START PROVIDED INFORMATION

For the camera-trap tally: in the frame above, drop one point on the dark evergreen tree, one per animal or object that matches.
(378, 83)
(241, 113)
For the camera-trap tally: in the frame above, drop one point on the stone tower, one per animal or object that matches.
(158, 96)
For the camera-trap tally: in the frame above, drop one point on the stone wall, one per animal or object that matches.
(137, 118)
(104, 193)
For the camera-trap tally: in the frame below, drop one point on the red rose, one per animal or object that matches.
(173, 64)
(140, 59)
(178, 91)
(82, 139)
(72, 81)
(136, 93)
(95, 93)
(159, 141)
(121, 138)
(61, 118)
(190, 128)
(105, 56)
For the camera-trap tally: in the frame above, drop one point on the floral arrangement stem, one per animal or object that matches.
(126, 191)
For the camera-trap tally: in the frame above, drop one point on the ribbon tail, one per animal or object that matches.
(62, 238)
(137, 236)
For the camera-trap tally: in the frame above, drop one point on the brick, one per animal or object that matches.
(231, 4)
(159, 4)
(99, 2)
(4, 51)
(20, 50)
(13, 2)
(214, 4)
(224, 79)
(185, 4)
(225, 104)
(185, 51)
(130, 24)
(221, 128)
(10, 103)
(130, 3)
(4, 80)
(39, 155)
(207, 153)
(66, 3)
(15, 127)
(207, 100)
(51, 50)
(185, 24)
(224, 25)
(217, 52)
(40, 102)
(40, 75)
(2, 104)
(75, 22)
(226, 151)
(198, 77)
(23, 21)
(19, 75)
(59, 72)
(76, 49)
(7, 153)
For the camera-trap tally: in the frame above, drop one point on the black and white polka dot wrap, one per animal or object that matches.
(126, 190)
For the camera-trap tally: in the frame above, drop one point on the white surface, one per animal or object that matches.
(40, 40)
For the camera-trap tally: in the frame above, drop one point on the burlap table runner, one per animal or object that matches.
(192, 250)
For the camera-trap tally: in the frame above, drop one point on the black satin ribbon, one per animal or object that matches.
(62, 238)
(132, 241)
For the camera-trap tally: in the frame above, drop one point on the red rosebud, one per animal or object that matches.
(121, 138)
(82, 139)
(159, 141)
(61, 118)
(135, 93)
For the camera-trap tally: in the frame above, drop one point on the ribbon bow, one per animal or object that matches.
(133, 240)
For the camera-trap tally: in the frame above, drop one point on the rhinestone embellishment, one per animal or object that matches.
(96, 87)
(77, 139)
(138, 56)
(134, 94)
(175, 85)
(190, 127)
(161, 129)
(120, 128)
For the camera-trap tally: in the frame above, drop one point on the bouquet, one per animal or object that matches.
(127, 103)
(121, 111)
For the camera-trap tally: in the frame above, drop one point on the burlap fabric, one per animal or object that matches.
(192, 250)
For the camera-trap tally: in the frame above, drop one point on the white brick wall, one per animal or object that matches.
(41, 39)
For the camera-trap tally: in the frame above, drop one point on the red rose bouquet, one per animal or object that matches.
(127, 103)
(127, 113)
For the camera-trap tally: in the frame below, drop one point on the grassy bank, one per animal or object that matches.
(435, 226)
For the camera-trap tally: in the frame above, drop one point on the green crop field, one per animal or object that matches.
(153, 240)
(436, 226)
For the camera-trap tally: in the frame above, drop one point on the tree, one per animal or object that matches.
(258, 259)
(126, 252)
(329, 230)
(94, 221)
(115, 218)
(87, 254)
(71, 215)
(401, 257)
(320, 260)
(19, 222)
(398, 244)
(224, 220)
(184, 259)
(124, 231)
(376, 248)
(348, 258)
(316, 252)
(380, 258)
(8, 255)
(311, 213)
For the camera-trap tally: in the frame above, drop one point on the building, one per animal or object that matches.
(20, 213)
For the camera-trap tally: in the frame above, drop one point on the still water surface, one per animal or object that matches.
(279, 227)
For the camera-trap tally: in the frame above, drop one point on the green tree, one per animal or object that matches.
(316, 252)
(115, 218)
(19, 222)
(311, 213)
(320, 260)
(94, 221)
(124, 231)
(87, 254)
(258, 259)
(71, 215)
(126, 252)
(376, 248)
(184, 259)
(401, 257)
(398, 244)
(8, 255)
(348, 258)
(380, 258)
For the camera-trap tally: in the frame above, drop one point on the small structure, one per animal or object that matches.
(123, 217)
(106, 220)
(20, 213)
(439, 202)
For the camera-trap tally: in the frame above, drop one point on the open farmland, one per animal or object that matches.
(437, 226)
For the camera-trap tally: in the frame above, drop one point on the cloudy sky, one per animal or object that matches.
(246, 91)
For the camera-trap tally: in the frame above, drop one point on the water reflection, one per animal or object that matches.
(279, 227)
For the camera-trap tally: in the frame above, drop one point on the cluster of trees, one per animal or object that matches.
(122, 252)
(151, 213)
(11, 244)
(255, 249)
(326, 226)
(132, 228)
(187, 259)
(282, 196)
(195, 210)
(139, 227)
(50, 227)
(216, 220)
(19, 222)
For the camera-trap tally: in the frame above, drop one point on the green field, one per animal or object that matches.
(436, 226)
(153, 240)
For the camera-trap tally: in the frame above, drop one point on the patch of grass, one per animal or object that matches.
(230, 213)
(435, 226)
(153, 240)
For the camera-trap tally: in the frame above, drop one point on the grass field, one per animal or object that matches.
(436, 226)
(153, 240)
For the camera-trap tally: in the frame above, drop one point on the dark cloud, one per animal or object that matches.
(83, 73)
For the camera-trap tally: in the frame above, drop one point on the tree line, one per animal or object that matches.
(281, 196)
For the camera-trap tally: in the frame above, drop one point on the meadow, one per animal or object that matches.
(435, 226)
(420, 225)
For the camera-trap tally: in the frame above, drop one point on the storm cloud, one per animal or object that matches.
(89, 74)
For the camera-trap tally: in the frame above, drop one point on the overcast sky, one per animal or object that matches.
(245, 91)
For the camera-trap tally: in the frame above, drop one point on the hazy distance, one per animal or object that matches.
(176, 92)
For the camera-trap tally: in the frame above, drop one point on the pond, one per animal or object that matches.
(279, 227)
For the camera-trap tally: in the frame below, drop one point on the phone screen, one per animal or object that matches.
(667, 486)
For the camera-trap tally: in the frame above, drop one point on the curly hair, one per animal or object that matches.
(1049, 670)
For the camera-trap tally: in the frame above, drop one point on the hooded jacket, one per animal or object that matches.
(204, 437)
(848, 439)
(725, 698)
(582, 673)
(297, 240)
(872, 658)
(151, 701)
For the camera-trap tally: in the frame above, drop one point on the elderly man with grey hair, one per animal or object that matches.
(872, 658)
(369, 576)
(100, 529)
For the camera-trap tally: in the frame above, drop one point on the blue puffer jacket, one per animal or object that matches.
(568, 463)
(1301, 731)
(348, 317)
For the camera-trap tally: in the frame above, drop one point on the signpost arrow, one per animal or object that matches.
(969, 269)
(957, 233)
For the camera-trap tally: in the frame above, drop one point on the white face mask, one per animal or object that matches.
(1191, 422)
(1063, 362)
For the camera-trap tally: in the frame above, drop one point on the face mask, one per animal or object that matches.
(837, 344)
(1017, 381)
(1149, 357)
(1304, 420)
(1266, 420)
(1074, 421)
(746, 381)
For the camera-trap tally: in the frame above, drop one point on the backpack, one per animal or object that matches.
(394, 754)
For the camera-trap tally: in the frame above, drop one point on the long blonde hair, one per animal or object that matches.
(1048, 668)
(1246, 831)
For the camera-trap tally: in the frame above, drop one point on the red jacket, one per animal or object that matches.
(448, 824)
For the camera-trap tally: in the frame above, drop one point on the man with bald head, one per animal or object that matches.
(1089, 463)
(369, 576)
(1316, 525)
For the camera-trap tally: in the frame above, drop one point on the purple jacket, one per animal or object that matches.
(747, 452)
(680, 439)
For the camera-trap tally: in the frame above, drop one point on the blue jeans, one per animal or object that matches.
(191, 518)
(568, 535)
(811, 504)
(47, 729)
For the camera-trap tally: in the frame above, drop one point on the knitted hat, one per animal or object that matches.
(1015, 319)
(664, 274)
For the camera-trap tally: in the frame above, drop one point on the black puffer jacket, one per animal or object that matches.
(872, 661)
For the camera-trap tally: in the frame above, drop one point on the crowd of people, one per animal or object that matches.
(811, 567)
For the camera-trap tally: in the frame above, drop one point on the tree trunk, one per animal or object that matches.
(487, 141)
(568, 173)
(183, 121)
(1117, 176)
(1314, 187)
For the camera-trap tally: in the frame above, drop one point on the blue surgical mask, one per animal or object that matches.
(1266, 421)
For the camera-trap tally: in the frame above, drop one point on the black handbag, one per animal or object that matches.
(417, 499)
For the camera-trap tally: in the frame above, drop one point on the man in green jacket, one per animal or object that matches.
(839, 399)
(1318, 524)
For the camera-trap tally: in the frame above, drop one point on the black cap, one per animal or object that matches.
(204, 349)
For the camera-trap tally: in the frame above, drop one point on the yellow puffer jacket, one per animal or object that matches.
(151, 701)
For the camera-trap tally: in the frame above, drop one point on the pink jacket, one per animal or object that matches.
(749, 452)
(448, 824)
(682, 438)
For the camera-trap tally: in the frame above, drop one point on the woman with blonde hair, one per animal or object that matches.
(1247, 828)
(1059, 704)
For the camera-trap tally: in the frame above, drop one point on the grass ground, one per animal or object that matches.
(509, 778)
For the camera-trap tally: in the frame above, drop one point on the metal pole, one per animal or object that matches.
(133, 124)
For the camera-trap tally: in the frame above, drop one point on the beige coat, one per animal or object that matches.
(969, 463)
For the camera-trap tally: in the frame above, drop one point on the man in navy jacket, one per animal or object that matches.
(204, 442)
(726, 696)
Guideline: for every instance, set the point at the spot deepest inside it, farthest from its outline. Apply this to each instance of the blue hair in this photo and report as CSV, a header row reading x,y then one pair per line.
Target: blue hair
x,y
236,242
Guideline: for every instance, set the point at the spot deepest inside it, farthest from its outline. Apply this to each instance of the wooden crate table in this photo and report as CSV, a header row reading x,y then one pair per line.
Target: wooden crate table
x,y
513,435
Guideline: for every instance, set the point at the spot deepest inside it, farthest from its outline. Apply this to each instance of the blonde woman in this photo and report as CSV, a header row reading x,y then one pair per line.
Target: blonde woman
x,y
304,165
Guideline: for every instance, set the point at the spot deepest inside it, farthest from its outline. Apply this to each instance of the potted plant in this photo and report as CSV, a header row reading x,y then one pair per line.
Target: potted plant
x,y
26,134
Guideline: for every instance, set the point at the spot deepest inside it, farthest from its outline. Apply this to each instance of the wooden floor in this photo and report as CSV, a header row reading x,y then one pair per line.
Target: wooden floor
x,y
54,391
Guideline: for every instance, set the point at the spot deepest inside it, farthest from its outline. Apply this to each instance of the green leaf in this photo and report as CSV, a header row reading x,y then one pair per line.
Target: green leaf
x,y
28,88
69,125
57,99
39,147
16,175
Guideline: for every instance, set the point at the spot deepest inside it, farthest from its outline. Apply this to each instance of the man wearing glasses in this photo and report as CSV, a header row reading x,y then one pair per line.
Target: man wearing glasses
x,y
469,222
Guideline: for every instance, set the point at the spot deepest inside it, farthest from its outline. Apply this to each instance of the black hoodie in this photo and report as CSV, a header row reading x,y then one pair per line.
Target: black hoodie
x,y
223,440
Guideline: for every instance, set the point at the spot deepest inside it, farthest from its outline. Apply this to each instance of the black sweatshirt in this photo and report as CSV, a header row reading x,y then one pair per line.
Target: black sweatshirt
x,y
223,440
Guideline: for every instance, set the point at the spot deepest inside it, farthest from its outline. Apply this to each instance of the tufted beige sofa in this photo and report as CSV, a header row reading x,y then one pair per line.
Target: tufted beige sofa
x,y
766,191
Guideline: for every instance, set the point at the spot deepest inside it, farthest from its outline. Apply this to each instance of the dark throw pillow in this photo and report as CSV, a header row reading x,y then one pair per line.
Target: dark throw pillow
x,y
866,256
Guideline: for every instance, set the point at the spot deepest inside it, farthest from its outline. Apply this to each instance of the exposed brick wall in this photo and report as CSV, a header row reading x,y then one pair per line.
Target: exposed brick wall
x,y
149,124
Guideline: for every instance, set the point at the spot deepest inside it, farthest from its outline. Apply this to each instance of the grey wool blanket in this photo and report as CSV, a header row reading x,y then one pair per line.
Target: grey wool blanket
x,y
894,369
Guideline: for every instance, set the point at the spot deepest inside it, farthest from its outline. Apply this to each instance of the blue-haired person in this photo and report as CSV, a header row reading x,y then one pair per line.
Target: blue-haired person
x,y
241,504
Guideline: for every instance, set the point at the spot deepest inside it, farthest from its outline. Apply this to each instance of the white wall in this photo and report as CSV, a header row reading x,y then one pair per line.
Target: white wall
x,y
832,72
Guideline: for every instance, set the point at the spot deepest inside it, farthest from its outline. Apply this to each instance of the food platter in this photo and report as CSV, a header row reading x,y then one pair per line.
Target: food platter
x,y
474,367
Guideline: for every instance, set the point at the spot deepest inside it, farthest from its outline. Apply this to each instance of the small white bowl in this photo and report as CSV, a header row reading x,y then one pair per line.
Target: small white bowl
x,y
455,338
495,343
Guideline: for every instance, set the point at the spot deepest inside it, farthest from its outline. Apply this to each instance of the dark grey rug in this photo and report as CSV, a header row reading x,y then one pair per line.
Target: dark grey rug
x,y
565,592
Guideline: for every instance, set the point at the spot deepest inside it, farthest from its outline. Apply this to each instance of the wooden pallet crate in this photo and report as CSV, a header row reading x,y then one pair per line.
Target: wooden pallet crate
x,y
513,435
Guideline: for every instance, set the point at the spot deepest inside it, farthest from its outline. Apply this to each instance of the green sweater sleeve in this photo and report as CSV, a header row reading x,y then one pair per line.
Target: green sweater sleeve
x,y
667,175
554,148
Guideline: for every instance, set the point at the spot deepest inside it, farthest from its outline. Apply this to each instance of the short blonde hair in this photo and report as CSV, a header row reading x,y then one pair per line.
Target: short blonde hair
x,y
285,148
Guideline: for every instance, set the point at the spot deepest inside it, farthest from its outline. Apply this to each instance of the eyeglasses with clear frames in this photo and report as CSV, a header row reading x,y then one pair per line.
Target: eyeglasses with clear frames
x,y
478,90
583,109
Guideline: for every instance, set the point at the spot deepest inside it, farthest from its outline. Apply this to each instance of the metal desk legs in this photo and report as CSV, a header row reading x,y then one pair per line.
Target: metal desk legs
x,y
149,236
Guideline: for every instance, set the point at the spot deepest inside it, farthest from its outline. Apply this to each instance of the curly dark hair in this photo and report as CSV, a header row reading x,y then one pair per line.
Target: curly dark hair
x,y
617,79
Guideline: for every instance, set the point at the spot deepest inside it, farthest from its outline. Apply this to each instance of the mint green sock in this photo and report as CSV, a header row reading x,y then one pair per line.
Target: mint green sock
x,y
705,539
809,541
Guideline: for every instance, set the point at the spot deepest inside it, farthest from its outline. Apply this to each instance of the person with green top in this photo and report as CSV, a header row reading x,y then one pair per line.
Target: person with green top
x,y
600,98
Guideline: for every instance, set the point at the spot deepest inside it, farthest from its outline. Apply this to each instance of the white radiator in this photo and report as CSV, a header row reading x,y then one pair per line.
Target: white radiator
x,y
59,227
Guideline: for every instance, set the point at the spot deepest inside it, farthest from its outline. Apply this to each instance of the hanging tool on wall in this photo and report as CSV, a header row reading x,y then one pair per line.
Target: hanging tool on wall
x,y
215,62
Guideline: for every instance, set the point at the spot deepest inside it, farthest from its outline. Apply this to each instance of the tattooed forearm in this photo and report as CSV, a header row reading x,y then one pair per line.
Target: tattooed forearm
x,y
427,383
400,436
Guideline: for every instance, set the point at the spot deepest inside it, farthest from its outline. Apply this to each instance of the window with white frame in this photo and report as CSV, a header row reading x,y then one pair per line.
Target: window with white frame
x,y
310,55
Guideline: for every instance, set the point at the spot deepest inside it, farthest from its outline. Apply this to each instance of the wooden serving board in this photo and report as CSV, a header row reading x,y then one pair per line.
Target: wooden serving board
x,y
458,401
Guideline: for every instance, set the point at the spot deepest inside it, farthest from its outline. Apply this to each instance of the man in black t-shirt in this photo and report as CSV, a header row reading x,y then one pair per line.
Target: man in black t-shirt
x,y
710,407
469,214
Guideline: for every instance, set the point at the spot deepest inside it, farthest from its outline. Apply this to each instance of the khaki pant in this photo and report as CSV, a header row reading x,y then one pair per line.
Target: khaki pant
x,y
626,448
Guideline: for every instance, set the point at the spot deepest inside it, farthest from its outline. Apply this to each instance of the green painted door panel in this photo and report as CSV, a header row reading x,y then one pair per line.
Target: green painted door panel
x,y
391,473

END PROVIDED INFORMATION

What are the lines above, starting at the one with "the wooden pallet" and ending at the one with "of the person"? Give them again exactly, and only them.

Guideline: for every instance, set the point at the spot deepest inside it, farthest from its outline. Apply this to each instance of the wooden pallet crate in this photo and report as CSV, a header row reading x,y then one pair per line.
Target: wooden pallet crate
x,y
513,435
Guideline: for every instance, set the point at the spot deepest inside it, farthest from its outline. Apply this to each instance of the green sweater sleeve in this photo and report as CSV, a header row reading x,y then one pair per line.
Target: green sweater sleeve
x,y
667,175
554,148
Guideline: for every instance, set the point at the spot deepest inside it, farthest from its outline. Apply this to each instance of the short blonde hair in this photo and report as CSV, a header row reading x,y then one pair per line.
Target: short blonde hair
x,y
285,148
Guideline: for every instance, set the point at the spot deepest inside it, farthest from its outline. Apply this to each instance of the eyeglasses with clear frames in this photo and report as CSV, a header row reading x,y then one pair per line.
Target: eyeglasses with clear frames
x,y
478,90
583,109
Guideline: for every instance, set the point at the spot deepest inside it, farthest from its outline. Apply this to each instance of the metal desk legs in this photo and report as CSV, a header row reading x,y then one pair per line.
Target: metal desk legs
x,y
149,236
Guideline: for every instance, set the point at the spot deepest inside it, farthest from its outline. Apply this to each instance of the curly dark hair in this photo and report as CSV, a header row reading x,y then one pair per line.
Target: curly dark hair
x,y
617,79
Guideline: for every instance, set the point at the spot deepest inside it, farthest from its outline. Apply this to each instance of the mint green sock in this photo and report as CSV, a header row reading x,y then one pair per line.
Target: mint green sock
x,y
705,539
809,541
Guideline: for every instance, set the point at the spot deepest inside it, farthest from its outline. Apply this to each instance of the person with green top in this photo and report as CSV, a header row reading x,y then one pair per line.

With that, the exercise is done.